* **Document excerpt**:
##############################
Re: [PATCH V2 4/5] PCI: rcar: Support runtime PM, link state L1 handling

Marek Vasut <marek.vasut@xxxxxxxxx> · Wed, 8 Aug 2018 15:29:59 +0200



On 07/25/2018 11:08 PM, Marek Vasut wrote:
> On 06/13/2018 07:25 PM, Bjorn Helgaas wrote:
>> On Wed, Jun 13, 2018 at 04:52:52PM +0100, Lorenzo Pieralisi wrote:
>>> On Wed, Jun 13, 2018 at 08:53:08AM -0500, Bjorn Helgaas wrote:
>>>> On Wed, Jun 13, 2018 at 01:54:51AM +0200, Marek Vasut wrote:
>>>>> On 06/11/2018 03:59 PM, Bjorn Helgaas wrote:
>>>>>> On Sun, Jun 10, 2018 at 03:57:10PM +0200, Marek Vasut wrote:
>>>>>>> On 11/17/2017 06:49 PM, Lorenzo Pieralisi wrote:
>>>>>>>> On Fri, Nov 10, 2017 at 10:58:42PM +0100, Marek Vasut wrote:
>>>>>>>>> From: Phil Edworthy <phil.edworthy@xxxxxxxxxxx>
>>>>>>>>>
>>>>>>>>> Most PCIe host controllers support L0s and L1 power states via ASPM.
>>>>>>>>> The R-Car hardware only supports L0s, so when the system suspends and
>>>>>>>>> resumes we have to manually handle L1.
>>>>>>>>> When the system suspends, cards can put themselves into L1 and send a
>>>>>>>>
>>>>>>>> I assumed L1 entry has to be negotiated depending upon the PCIe
>>>>>>>> hierarchy capabilities, I would appreciate if you can explain to
>>>>>>>> me what's the root cause of the issue please.
##############################
* **Data lines**:

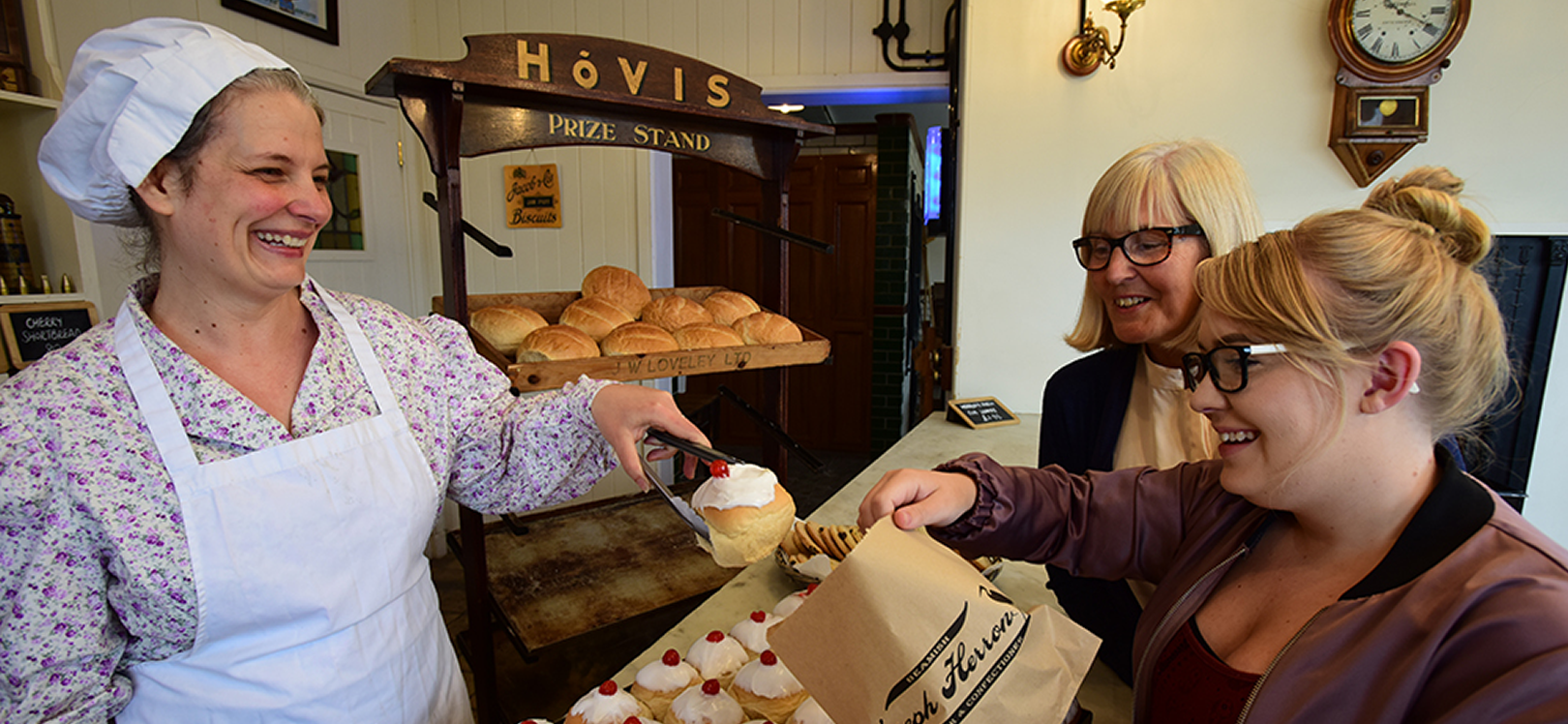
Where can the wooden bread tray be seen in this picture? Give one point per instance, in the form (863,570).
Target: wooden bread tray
(549,375)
##############################
* **Your tasks**:
1 > Do these statements agree with the patch discussion above? Answer yes or no for each and quote the deciding words from the text.
(a) The R-Car hardware supports both L0s and L1.
(b) Phil Edworthy is given as the sender of the original patch.
(c) The topmost message in the patch discussion is dated 8 August 2018.
2 > Please retype everything in the patch discussion from "On 07/25/2018 11:08" down to "states via ASPM.", without changes.
3 > Write what comes next in the patch discussion, starting right after its last sentence.

* **Expected outputs**:
1 >
(a) No: "The R-Car hardware only supports L0s"
(b) Yes: "From: Phil Edworthy <phil.edworthy@xxxxxxxxxxx>"
(c) Yes: "Wed, 8 Aug 2018 15:29:59 +0200"

2 >
On 07/25/2018 11:08 PM, Marek Vasut wrote:
> On 06/13/2018 07:25 PM, Bjorn Helgaas wrote:
>> On Wed, Jun 13, 2018 at 04:52:52PM +0100, Lorenzo Pieralisi wrote:
>>> On Wed, Jun 13, 2018 at 08:53:08AM -0500, Bjorn Helgaas wrote:
>>>> On Wed, Jun 13, 2018 at 01:54:51AM +0200, Marek Vasut wrote:
>>>>> On 06/11/2018 03:59 PM, Bjorn Helgaas wrote:
>>>>>> On Sun, Jun 10, 2018 at 03:57:10PM +0200, Marek Vasut wrote:
>>>>>>> On 11/17/2017 06:49 PM, Lorenzo Pieralisi wrote:
>>>>>>>> On Fri, Nov 10, 2017 at 10:58:42PM +0100, Marek Vasut wrote:
>>>>>>>>> From: Phil Edworthy <phil.edworthy@xxxxxxxxxxx>
>>>>>>>>>
>>>>>>>>> Most PCIe host controllers support L0s and L1 power states via ASPM.

3 >
>>>>>>>
>>>>>>> You should probably ignore the suspend/resume part altogether. The issue
>>>>>>> here is that the cards can enter L1 state, while the controller won't do
>>>>>>> that automatically, it can only detect that the link went into L1 state.
>>>>>>> If that happens,the driver must manually put the controller to L1 state.
>>>>>>> The controller can transition out of L1 state automatically though.
>>>>>>
>>>>>> From earlier discussion I thought the R-Car root port did not
>>>>>> advertise L1 support.
>>>>>
>>>>> Which discussion ? This one or somewhere else ?
>>>>
>>>> https://lkml.kernel.org/r/HK2PR0601MB1393D917D343E6363484CA68F5CB0@xxxxxxxxxxxxxxxxxxxxxxxxxxxxxxxxxxxxxxxxx
>>>>
>>>> Re-reading that, I think I see my misunderstanding.  I was only
>>>> considering L1 in the ASPM context.  I didn't realize the L1
>>>> implications of devices being in states other than D0.
>>>>
>>>> Obviously L1 support for ASPM is optional and advertised via Link
>>>> Capabilities.  But per PCIe r4.0, sec 5.2, L1 support is required for
>>>> PCI-PM compatible power management, and is entered "whenever all
>>>> Functions ... are programmed to a D-state other than D0."
>>>>
>>>> So I guess this means *every* device is supposed to support L1 when it
>>>> is in a non-D0 power state.  I think *this* is the case you're
>>>> solving.
>>>>
>>>> A little more of this detail, e.g., that this issue has nothing to do
>>>> with ASPM, it's probably an R-Car erratum that the RC can't transition
>>>> from L1 to L0, etc., in the changelog would really help clear things
>>>> up for me.
>>>
>>> I think that the issue is related to the L0->L1 transition upon system
>>> suspend (ie the kernel must force the controller into L1 when all
>>> devices are in a sleep state) and for this specific reason I still think
>>> that checking for a PM_Enter_L1 DLLP reception and doing the L0->L1
>>> transition within a config access is wrong and prone to error (what's
>>> the rationale behind that ?), this ought to be done using PM methods in
>>> the host controller driver.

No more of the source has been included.